── Document passage ──

RTDs typically consist of a wound platinum wire inside a glass or stainless-steel package. Platinum is preferred for several reasons. It is malleable, linear, has a higher resistivity than more common metals, and resists corrosion. While some low-cost RTDs use nickel alloy or copper wire, these sensors are usually less sensitive and have lower temperature ranges.

Wire-type industrial RTDs wrap the sensing wire around a bobbin. But for high-precision or laboratory measurements, the wire is left unsupported, a type of construction called a birdcage element. Because birdcage elements are free to expand or contract with temperature changes, they experience less strain. This, in turn, minimizes strain-induced resistance changes but makes the devices susceptible to failures caused by vibration.

While wire-wound bobbin RTDs are strong enough for most applications, a more rugged version is the thin-film type. Here, manufacturers screen a metal film (slurry) onto a ceramic substrate. The cured film is laser trimmed and sealed.

───

### Work to do
(1) Answer the following questions from the RTD passage.
(a) Which two wire materials are used in some low-cost RTDs?
(b) What is the construction in which the wire is left unsupported called?
(c) Onto what do manufacturers screen the metal film in thin-film RTDs?
(2) Carry on the RTD passage, beginning after its final sentence.
The items are not used in any of this work.

── Data ──

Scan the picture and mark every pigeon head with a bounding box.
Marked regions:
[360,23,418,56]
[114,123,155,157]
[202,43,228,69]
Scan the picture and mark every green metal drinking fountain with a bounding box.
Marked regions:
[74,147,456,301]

───

### Answers given
(1)
(a) Nickel alloy or copper wire.
(b) A birdcage element.
(c) A ceramic substrate.

(2)
One problem with RTDs not made of platinum is limited temperature range. For example, copper types can measure only up to about 120°C. To increase range, some manufacturers use permalloy (Ni-Fe), which has a resistivity several times greater than that of many other metals.

In picking temperature sensors, it is important to realize that packaging considerations limit RTDs to below about 400°C unless specifically designed for higher temperatures. The basic problem is iron poisoning of the platinum sensing element. At elevated temperatures, small amounts of iron impurities can leach out of the stainless-steel package and corrode the platinum. Two methods can prevent this. One is to use higher quality stainless-steel packages (324 or 327 alloys). The other solution is to place a quartz sheath between the detector and stainless-steel package.

Acquiring data from RTDs involves resistance measurements. Platinum RTDs start at 100Ω at 0°C and vary by 0.0385Ω for every 0.1°C change in temperature. Unfortunately, package leads made from copper wire also have a measurable temperature dependence. As temperatures increase, the resistance of the copper leads also increases. A lead resistance variation of as little as 1Ω may cause measurement errors of a few degrees.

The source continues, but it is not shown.